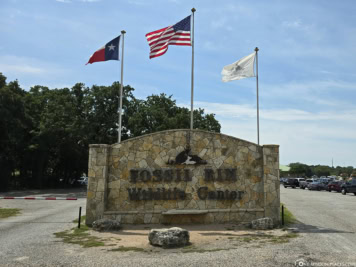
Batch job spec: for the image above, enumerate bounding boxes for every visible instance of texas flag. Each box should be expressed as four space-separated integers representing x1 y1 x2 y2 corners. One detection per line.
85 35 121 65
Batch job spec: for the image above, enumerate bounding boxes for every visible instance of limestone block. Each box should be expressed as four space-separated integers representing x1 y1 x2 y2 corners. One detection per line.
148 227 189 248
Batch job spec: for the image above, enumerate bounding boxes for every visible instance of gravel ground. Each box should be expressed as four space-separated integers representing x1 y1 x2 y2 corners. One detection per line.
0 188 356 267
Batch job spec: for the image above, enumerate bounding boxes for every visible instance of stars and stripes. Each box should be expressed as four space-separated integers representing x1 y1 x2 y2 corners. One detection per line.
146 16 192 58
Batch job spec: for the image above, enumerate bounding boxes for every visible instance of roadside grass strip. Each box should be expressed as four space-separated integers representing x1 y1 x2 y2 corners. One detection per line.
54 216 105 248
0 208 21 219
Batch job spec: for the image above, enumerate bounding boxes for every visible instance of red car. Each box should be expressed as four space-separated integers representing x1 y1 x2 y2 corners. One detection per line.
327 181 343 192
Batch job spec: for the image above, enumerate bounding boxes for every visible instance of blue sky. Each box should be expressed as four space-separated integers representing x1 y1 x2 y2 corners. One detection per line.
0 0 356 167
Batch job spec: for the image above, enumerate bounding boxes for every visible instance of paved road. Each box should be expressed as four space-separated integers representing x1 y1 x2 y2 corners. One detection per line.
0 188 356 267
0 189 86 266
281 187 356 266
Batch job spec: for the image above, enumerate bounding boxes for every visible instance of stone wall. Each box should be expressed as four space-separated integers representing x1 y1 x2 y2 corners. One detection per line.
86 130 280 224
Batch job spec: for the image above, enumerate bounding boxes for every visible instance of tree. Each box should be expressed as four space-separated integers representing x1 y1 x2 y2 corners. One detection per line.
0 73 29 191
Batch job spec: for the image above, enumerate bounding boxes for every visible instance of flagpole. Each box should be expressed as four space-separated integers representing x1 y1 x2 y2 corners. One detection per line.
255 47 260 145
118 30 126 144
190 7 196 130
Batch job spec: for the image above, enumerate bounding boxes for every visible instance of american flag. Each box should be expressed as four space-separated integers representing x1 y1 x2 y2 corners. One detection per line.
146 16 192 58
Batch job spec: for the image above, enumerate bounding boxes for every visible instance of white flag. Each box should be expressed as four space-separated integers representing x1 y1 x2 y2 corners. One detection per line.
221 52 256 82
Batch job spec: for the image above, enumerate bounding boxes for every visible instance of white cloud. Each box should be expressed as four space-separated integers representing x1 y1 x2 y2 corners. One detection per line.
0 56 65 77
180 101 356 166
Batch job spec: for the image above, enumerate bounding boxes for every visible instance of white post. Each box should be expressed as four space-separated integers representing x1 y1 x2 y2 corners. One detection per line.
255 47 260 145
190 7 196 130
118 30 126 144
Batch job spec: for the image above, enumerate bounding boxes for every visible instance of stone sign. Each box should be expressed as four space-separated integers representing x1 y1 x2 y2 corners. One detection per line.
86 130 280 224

================================

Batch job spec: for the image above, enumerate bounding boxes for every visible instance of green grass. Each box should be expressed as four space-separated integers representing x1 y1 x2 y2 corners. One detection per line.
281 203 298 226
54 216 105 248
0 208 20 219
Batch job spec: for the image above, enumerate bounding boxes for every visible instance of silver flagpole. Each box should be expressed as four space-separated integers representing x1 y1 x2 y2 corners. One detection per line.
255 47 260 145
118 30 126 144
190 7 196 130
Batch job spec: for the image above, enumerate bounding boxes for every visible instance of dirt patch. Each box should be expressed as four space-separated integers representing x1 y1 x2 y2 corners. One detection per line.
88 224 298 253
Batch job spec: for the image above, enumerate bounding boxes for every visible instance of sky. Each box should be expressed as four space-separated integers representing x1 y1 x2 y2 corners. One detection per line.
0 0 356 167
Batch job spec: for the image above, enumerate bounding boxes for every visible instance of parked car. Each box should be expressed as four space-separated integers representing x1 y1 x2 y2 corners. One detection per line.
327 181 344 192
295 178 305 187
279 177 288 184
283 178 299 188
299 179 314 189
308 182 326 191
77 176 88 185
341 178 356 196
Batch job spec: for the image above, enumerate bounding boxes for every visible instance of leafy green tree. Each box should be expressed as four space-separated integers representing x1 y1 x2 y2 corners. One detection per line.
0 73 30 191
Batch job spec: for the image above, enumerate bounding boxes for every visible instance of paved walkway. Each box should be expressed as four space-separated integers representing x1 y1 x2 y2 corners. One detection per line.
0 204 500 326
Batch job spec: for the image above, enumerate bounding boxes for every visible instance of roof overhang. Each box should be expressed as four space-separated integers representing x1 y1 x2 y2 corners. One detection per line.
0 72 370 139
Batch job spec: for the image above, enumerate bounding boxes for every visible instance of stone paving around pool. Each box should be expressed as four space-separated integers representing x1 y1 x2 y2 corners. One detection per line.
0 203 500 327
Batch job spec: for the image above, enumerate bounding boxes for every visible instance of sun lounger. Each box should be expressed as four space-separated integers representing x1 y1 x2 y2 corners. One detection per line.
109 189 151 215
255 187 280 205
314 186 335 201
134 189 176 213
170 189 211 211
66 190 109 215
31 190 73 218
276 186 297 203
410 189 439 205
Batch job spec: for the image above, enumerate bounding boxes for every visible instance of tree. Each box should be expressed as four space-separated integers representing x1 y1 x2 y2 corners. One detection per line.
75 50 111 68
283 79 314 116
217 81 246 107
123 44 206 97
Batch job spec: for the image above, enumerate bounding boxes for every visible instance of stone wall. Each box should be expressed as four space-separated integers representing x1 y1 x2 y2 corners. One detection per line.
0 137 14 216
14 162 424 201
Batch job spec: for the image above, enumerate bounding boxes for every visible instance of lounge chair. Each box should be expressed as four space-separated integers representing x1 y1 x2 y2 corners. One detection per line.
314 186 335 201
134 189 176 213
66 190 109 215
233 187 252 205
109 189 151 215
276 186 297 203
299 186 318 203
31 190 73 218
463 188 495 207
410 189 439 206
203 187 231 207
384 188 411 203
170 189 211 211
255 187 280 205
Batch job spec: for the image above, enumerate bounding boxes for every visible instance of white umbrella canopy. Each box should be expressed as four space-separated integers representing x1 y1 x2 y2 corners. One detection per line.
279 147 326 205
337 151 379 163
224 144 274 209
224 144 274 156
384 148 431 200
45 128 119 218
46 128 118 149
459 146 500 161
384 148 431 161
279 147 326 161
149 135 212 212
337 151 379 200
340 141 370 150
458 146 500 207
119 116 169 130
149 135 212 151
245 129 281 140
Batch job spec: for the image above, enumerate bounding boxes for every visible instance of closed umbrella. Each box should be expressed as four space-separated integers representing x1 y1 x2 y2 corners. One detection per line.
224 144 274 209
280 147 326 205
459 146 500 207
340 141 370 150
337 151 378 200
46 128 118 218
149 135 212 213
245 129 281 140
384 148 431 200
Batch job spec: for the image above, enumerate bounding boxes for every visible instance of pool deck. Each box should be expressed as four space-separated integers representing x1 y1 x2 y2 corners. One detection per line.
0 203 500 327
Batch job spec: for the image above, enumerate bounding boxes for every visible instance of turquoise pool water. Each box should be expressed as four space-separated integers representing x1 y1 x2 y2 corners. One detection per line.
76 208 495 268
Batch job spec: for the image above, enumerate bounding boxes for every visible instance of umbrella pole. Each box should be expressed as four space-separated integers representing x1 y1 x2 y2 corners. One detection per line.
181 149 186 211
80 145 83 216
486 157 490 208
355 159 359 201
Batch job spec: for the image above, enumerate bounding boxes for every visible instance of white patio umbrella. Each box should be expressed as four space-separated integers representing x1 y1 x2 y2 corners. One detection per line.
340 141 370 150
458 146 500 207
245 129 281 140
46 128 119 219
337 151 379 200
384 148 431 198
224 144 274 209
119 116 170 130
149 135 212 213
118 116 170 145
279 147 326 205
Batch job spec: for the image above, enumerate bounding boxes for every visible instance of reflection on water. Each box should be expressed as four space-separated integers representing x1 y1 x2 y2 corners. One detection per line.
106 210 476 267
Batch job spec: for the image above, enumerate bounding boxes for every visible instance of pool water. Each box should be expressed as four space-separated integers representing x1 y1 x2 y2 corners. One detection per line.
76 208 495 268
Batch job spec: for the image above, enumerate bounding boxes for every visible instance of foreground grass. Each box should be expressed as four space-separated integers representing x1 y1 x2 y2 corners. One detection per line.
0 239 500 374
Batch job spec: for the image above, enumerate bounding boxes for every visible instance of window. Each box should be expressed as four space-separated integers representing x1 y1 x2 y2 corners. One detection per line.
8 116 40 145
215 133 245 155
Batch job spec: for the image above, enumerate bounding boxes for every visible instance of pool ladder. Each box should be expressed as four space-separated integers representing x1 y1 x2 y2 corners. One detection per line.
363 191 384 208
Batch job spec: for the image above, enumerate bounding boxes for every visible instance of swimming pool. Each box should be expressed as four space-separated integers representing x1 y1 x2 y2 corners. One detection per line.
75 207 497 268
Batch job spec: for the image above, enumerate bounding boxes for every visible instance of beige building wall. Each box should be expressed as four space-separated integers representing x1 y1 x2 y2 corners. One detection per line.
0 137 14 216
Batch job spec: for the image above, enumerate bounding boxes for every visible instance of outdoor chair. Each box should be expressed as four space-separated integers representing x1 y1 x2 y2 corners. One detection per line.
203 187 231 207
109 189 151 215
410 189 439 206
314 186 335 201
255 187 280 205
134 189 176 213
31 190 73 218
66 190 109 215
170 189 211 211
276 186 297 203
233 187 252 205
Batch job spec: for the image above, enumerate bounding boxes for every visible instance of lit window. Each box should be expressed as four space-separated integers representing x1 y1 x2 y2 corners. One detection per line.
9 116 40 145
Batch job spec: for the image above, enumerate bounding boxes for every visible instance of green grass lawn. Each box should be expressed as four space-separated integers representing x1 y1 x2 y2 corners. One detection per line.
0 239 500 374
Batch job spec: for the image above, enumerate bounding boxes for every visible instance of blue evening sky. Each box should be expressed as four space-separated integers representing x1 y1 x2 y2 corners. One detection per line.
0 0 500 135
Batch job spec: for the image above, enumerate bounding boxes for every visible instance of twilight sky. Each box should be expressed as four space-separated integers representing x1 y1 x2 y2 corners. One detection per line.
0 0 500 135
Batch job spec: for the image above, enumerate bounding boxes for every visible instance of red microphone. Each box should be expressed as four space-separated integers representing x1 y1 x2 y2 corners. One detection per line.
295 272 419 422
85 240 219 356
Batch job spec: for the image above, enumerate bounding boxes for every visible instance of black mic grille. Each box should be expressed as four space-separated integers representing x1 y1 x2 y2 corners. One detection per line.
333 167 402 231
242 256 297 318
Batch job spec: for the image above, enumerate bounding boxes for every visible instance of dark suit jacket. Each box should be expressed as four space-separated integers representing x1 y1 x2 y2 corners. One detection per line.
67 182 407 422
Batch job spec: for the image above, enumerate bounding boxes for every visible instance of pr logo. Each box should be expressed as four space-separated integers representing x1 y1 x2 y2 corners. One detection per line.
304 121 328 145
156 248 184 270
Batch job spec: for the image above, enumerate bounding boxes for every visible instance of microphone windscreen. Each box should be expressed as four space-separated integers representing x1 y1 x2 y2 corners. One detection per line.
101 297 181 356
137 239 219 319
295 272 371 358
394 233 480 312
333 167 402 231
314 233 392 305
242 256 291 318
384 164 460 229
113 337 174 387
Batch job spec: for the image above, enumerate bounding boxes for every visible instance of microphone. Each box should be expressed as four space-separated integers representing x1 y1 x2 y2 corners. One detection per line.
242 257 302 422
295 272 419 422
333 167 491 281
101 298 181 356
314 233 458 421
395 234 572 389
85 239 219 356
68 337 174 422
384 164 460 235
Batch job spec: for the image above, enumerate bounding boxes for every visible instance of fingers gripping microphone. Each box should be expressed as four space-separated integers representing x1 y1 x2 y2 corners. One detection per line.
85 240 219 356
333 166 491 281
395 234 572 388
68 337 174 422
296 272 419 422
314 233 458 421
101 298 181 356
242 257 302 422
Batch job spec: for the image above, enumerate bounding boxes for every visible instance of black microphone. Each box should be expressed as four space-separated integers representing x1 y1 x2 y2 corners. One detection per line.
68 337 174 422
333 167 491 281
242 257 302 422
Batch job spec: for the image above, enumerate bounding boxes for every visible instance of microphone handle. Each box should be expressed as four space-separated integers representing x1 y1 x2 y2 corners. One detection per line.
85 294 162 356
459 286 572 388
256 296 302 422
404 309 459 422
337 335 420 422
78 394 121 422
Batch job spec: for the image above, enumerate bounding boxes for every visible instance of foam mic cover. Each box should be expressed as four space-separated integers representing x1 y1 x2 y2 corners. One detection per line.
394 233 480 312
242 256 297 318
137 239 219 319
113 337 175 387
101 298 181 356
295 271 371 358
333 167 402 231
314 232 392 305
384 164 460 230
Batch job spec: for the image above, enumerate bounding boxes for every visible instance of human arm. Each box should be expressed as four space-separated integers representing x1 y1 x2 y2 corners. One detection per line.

================================

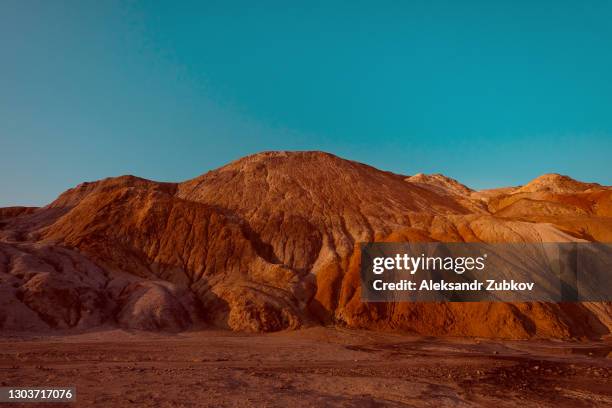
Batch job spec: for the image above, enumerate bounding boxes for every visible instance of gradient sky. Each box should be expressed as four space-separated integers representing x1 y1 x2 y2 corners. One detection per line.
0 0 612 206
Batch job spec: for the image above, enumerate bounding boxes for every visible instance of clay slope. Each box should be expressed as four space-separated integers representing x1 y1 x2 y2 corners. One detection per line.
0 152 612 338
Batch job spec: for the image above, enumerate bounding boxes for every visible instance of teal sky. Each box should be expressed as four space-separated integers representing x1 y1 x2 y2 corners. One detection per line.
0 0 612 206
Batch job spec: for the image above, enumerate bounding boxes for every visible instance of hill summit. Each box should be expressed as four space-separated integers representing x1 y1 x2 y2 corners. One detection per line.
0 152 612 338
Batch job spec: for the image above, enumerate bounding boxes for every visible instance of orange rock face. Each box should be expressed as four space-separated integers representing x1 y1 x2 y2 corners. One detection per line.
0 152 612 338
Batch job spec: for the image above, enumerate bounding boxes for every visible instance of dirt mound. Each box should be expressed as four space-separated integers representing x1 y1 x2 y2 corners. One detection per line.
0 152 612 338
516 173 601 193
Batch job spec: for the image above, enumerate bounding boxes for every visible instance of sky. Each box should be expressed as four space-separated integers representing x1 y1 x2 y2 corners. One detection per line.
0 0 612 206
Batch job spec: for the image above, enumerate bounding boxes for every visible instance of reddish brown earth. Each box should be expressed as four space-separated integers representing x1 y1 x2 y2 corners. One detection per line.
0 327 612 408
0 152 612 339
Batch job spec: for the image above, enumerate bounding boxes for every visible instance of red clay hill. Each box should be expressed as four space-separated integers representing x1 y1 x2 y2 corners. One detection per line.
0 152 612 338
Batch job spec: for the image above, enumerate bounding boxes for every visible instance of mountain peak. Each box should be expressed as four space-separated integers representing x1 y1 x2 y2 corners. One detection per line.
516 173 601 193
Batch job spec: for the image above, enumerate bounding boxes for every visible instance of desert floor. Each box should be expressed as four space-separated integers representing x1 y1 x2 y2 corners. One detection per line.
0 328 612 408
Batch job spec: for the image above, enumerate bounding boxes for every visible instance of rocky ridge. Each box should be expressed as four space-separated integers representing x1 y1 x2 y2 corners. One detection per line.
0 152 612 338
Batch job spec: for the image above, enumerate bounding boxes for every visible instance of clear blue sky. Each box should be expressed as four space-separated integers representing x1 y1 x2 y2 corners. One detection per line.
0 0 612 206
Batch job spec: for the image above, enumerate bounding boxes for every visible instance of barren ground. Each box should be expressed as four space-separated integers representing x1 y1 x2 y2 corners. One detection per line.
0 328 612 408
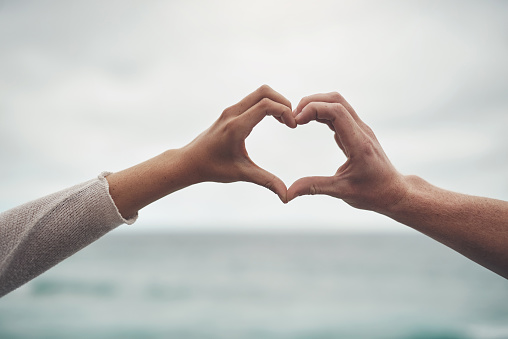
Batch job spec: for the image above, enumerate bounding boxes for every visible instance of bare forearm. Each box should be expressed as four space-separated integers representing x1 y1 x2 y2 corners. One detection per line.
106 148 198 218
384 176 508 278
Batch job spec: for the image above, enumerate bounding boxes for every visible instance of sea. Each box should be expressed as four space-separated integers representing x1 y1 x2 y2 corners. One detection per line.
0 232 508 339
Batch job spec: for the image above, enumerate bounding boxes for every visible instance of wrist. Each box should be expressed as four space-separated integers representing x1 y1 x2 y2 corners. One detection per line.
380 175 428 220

================================

Task description » Find every line above that contains the word "water" and copy each one out in full.

Result »
Batch job spec: for the image above, enumerate bounding boxes for every visible instance of turquoise pool water. Each box should be expressed as four space-separated integers representing x1 y1 x2 y2 corners. One detection per line.
Batch job spec: for the image above, enumerate bounding boxes for every visible instance of reflection on water. Each box should be expressed as four space-separated integers representing x1 y1 x2 y2 corners. One detection per line.
Batch job spec: for the image above, enumerate bounding boxes for every visible instance of pool water. Each box should be expressed as four space-separated integers representing x1 y1 x2 y2 corners. One detection per line.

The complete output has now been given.